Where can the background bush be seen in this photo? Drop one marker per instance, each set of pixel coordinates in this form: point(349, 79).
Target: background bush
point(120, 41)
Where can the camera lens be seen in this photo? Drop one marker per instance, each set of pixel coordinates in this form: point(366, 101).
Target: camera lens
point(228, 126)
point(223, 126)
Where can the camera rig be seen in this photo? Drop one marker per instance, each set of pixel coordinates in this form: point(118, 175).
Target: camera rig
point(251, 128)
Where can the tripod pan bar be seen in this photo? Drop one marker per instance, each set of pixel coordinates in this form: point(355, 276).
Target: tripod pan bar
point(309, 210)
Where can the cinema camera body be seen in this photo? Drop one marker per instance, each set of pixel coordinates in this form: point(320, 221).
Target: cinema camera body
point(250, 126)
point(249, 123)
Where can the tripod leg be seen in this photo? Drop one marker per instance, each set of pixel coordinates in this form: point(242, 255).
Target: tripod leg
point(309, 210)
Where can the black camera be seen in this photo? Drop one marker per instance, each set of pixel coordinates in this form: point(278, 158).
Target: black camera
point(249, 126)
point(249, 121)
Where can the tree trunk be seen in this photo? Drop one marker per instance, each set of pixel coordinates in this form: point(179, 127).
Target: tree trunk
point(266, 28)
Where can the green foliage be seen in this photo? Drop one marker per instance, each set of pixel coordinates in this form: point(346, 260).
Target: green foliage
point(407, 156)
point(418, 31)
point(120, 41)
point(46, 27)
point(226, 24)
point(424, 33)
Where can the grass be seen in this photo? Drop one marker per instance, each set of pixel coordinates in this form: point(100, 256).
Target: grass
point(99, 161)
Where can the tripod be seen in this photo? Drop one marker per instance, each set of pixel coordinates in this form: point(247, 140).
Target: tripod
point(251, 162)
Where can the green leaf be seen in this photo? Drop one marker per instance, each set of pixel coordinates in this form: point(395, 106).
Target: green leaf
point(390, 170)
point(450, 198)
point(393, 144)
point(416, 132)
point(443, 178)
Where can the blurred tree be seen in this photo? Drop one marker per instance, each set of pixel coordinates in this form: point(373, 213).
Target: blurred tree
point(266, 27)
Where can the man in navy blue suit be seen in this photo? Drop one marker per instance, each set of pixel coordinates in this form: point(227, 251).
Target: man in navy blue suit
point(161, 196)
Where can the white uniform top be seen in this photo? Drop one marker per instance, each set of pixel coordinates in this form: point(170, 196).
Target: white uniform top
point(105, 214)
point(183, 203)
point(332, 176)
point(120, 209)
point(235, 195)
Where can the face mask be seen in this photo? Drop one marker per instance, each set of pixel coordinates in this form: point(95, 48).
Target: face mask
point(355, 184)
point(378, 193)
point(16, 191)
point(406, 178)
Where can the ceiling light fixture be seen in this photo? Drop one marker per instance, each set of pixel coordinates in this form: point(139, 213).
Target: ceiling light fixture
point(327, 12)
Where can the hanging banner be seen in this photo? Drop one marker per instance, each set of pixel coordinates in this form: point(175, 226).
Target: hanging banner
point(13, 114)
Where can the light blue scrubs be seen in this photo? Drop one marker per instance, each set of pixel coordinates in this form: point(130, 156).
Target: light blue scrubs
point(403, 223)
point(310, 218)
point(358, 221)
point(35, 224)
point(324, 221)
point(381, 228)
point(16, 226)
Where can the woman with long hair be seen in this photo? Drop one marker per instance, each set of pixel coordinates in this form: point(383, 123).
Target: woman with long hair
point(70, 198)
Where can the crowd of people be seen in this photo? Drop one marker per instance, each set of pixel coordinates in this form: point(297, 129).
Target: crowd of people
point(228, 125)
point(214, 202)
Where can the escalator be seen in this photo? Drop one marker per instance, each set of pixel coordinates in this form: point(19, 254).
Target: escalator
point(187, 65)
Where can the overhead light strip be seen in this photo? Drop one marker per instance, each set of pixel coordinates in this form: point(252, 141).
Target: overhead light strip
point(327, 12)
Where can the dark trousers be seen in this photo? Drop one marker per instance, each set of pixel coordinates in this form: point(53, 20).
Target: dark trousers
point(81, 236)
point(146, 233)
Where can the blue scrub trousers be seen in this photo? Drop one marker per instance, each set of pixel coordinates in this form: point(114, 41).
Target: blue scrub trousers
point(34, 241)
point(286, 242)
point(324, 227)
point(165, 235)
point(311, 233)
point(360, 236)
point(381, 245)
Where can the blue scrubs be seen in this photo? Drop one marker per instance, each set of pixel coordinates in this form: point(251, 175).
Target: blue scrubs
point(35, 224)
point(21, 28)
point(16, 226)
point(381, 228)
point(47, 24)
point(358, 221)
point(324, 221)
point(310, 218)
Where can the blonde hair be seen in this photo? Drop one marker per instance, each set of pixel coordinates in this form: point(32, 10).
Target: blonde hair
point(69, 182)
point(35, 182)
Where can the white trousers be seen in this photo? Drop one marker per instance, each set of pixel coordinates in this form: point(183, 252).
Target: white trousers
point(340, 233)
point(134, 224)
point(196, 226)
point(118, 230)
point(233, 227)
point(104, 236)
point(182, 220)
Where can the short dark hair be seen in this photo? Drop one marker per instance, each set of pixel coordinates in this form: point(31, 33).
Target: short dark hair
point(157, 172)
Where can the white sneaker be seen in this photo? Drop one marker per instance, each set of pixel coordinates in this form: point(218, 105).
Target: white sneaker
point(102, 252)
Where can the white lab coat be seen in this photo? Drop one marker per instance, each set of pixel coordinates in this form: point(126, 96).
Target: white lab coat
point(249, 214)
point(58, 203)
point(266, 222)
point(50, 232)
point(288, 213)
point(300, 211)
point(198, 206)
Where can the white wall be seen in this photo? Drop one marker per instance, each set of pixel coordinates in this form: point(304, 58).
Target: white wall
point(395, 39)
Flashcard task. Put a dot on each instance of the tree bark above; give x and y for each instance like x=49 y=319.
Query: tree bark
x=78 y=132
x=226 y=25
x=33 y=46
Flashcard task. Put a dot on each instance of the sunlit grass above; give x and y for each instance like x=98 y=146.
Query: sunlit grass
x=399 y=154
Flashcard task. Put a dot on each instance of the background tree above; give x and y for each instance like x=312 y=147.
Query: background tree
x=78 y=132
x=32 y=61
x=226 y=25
--
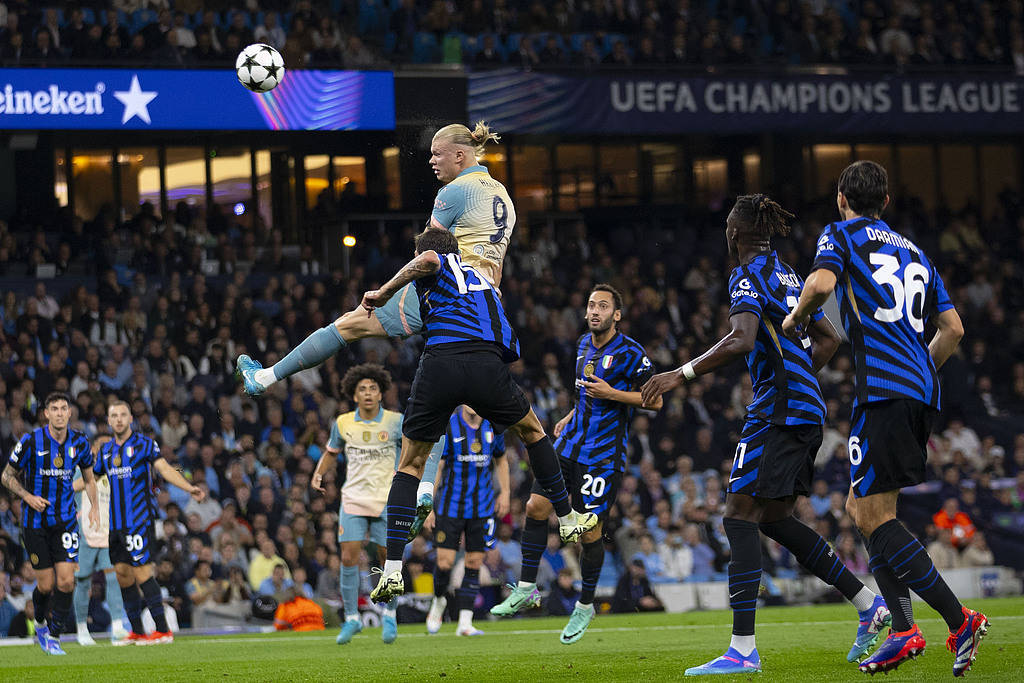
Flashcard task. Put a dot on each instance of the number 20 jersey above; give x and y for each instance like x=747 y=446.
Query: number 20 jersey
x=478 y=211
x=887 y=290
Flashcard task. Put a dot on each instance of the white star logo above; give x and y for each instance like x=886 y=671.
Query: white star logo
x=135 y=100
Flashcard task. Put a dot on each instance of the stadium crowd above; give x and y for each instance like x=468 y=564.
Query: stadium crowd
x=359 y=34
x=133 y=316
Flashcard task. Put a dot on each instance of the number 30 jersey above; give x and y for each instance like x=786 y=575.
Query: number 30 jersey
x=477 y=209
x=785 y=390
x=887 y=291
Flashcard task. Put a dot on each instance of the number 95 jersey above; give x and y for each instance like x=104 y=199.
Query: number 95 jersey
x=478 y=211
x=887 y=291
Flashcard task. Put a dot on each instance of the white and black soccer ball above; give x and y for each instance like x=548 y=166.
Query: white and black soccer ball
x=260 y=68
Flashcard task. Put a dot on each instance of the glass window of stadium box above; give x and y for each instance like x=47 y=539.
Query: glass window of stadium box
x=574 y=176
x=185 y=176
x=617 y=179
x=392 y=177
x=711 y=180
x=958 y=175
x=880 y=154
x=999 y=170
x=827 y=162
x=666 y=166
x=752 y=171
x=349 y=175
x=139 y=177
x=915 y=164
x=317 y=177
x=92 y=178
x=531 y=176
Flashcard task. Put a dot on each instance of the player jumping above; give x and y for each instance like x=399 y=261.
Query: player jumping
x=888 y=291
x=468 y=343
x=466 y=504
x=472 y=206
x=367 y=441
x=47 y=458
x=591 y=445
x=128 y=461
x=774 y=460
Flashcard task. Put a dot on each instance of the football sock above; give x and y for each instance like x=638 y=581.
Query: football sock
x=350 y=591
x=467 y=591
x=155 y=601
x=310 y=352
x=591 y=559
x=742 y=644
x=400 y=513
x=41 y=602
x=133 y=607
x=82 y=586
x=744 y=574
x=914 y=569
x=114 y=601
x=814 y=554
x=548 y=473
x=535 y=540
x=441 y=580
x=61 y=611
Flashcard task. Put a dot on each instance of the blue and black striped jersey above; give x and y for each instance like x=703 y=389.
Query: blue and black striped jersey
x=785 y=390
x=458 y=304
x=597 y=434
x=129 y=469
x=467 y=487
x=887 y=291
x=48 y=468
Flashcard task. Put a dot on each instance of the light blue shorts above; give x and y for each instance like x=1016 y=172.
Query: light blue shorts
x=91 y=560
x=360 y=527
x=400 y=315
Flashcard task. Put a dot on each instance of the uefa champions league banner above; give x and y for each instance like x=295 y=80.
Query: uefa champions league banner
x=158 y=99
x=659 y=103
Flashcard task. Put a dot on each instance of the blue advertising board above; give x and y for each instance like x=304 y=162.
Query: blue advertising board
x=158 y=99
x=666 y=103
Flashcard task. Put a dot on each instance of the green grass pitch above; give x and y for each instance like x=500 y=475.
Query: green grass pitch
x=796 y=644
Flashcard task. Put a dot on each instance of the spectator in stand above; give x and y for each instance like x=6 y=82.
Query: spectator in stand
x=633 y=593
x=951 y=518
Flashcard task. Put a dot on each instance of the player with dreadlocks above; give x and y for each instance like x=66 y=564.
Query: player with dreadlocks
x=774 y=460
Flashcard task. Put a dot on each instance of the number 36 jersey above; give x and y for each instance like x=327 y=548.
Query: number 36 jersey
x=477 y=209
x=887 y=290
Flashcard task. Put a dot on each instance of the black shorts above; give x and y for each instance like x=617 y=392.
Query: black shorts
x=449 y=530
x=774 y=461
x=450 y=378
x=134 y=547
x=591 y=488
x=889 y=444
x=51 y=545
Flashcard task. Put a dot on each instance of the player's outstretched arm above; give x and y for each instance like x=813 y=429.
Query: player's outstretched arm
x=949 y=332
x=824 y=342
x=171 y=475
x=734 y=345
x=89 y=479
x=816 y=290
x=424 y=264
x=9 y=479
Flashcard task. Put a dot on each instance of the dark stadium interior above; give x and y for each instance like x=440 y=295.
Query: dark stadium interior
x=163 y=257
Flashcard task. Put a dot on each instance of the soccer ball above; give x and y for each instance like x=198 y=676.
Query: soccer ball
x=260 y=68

◆ WHAT IS NEEDED
Produce a word-for-word copy of everything above from the line holding "like x=703 y=389." down to the line holding "Flashcard task. Put a dot on each instance of the light", with both of those lines kept.

◆ SOLUTION FOR THIS EXERCISE
Flashcard task. Put a dot on each instance of the blue and black striped jersey above; give x and y for each instance like x=703 y=389.
Query: blue and black striped jersey
x=785 y=390
x=458 y=304
x=597 y=434
x=129 y=469
x=467 y=487
x=887 y=291
x=48 y=468
Flashcard task. Put a dot on each instance of the light blue shorts above; give x and y for each instance like x=1016 y=172.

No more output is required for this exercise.